Your instructions => The entries are to be reproduced verbatim, with all pictures omitted.

Data =>
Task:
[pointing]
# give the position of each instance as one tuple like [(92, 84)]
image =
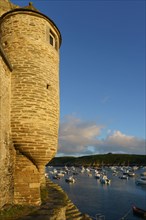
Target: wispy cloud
[(105, 99), (77, 137)]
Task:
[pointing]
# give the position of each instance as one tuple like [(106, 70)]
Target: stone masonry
[(29, 101)]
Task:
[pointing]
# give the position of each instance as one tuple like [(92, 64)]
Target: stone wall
[(29, 114), (7, 152)]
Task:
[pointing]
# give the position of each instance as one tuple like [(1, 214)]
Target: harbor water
[(113, 201)]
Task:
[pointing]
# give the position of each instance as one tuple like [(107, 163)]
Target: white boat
[(140, 181), (124, 177), (104, 180), (70, 179), (97, 175)]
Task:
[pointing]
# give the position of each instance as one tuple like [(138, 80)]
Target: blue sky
[(102, 74)]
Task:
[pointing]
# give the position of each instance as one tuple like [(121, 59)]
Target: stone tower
[(29, 43)]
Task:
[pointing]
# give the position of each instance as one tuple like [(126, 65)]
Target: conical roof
[(6, 5), (30, 7)]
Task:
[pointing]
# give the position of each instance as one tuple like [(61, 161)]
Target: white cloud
[(77, 137)]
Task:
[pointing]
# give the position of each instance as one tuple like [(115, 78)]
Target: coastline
[(55, 206)]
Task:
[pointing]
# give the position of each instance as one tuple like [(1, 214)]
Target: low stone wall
[(27, 182)]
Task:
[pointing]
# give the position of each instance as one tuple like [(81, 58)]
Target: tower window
[(48, 86), (53, 40)]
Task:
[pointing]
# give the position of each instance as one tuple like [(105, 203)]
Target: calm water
[(113, 201)]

Task output =>
Task:
[pointing]
# give the position of each instance as one tuple like [(92, 84)]
image =
Target: wispy cloud
[(105, 99), (77, 137)]
Task:
[pointing]
# give the position of each instance as one tuple like [(106, 70)]
Target: stone masonry
[(29, 101)]
Task:
[pointing]
# give the position of each instance as one tuple like [(92, 64)]
Target: stone wall
[(29, 114), (7, 152)]
Task:
[pointing]
# give the position of each instance as one tuple like [(1, 214)]
Target: harbor water
[(113, 201)]
Task:
[pointing]
# give the position of each instance as one tuple like [(107, 163)]
Target: white boat
[(140, 181), (124, 177), (104, 180), (70, 179), (97, 175)]
Task:
[pointing]
# give the position of each instance as one tuple like [(138, 80)]
Target: blue sky
[(102, 74)]
Task:
[pointing]
# give the position of each instance as one tuple like [(121, 59)]
Target: stone tower
[(29, 43)]
Task:
[pointing]
# give the position of each instance as one tuple like [(126, 65)]
Target: conical roof
[(6, 5), (30, 7)]
Task:
[pointing]
# give the position of each instance as one tuple like [(61, 161)]
Target: white cloud
[(77, 137)]
Task:
[pointing]
# give the position of each instance as one tuple like [(115, 78)]
Target: coastline
[(55, 206)]
Task:
[pointing]
# give the position of each instance as one tuple like [(1, 214)]
Target: low stone wall
[(27, 182)]
Task:
[pointing]
# give the position of each instance as one tuple like [(81, 58)]
Target: tower window
[(48, 86), (53, 40)]
Task:
[pointing]
# give the position of each instance as one tuple like [(105, 203)]
Target: calm water
[(113, 201)]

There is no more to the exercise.